- _PROBLEM TO SOLVE_
Rewrite the entries below, changing each "one keypoint per instance" to "one point per object" and leaving everything else untouched.
━━━ DATA SHOWN
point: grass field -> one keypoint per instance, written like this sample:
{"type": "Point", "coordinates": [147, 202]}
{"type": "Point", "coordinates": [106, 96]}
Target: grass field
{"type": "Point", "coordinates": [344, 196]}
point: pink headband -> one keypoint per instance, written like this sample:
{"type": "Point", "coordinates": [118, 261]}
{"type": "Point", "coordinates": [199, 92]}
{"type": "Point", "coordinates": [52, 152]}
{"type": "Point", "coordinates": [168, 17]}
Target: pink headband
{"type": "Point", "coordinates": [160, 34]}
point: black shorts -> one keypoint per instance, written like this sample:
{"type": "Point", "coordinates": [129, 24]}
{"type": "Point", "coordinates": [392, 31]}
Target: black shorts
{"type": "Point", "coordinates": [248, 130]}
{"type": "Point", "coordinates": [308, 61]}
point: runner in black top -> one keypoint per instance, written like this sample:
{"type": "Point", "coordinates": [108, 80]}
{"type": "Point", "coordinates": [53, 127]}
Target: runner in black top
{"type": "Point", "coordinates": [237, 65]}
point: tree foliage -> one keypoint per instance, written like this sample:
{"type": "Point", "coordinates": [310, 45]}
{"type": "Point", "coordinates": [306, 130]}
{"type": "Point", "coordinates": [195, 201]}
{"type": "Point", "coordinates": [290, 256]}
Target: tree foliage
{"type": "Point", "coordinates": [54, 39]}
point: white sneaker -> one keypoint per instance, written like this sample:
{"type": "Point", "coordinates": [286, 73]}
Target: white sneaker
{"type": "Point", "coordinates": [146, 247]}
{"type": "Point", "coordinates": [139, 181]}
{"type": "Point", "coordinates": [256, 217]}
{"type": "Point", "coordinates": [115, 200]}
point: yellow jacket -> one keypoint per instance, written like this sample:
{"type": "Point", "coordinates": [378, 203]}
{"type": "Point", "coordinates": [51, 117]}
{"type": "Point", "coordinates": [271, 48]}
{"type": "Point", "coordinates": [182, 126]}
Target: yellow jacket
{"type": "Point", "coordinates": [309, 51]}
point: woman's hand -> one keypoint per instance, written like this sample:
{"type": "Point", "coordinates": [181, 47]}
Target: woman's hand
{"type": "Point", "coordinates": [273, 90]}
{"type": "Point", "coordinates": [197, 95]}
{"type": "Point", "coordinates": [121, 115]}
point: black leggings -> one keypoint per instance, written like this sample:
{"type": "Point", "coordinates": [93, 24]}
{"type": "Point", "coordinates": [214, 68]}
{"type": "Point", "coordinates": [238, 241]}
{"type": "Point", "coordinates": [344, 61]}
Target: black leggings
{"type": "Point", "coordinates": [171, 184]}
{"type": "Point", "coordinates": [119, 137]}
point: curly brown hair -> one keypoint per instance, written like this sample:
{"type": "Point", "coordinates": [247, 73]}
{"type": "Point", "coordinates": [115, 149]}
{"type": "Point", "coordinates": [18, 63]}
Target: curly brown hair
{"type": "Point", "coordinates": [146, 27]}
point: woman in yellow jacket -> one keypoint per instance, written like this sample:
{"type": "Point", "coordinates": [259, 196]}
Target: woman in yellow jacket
━━━━━━
- _TASK SOLUTION_
point: grass field -> one point per object, written like this sample:
{"type": "Point", "coordinates": [147, 202]}
{"type": "Point", "coordinates": [106, 96]}
Target: grass field
{"type": "Point", "coordinates": [344, 196]}
point: pink headband -> one point per object, written like this sample:
{"type": "Point", "coordinates": [118, 261]}
{"type": "Point", "coordinates": [199, 92]}
{"type": "Point", "coordinates": [52, 152]}
{"type": "Point", "coordinates": [168, 17]}
Target: pink headband
{"type": "Point", "coordinates": [160, 34]}
point: black shorts -> one point per object, written like this sample:
{"type": "Point", "coordinates": [129, 24]}
{"type": "Point", "coordinates": [392, 31]}
Target: black shorts
{"type": "Point", "coordinates": [248, 130]}
{"type": "Point", "coordinates": [308, 61]}
point: runner in black top -> one point per object, written like this sample:
{"type": "Point", "coordinates": [108, 80]}
{"type": "Point", "coordinates": [53, 127]}
Target: runner in black top
{"type": "Point", "coordinates": [237, 65]}
point: tree foliage -> one point per object, written like this sample:
{"type": "Point", "coordinates": [310, 45]}
{"type": "Point", "coordinates": [306, 130]}
{"type": "Point", "coordinates": [195, 201]}
{"type": "Point", "coordinates": [290, 256]}
Target: tree foliage
{"type": "Point", "coordinates": [54, 39]}
point: white sneaker -> one point per object, written like this sample:
{"type": "Point", "coordinates": [286, 73]}
Target: white sneaker
{"type": "Point", "coordinates": [146, 247]}
{"type": "Point", "coordinates": [139, 181]}
{"type": "Point", "coordinates": [256, 217]}
{"type": "Point", "coordinates": [115, 200]}
point: yellow jacket -> one point per object, written like this sample:
{"type": "Point", "coordinates": [378, 203]}
{"type": "Point", "coordinates": [51, 117]}
{"type": "Point", "coordinates": [271, 48]}
{"type": "Point", "coordinates": [182, 126]}
Target: yellow jacket
{"type": "Point", "coordinates": [309, 51]}
point: woman's hand -> one point per object, written like this sample:
{"type": "Point", "coordinates": [181, 47]}
Target: woman's hand
{"type": "Point", "coordinates": [273, 90]}
{"type": "Point", "coordinates": [197, 95]}
{"type": "Point", "coordinates": [121, 115]}
point: black leggings -> one point per object, written like this sample:
{"type": "Point", "coordinates": [93, 24]}
{"type": "Point", "coordinates": [214, 68]}
{"type": "Point", "coordinates": [238, 241]}
{"type": "Point", "coordinates": [344, 61]}
Target: black leggings
{"type": "Point", "coordinates": [171, 184]}
{"type": "Point", "coordinates": [119, 137]}
point: curly brown hair -> one point per object, written like this sample:
{"type": "Point", "coordinates": [247, 73]}
{"type": "Point", "coordinates": [115, 149]}
{"type": "Point", "coordinates": [18, 63]}
Target: curly brown hair
{"type": "Point", "coordinates": [146, 27]}
point: woman in yellow jacket -> one point per object, written like this sample:
{"type": "Point", "coordinates": [259, 196]}
Target: woman in yellow jacket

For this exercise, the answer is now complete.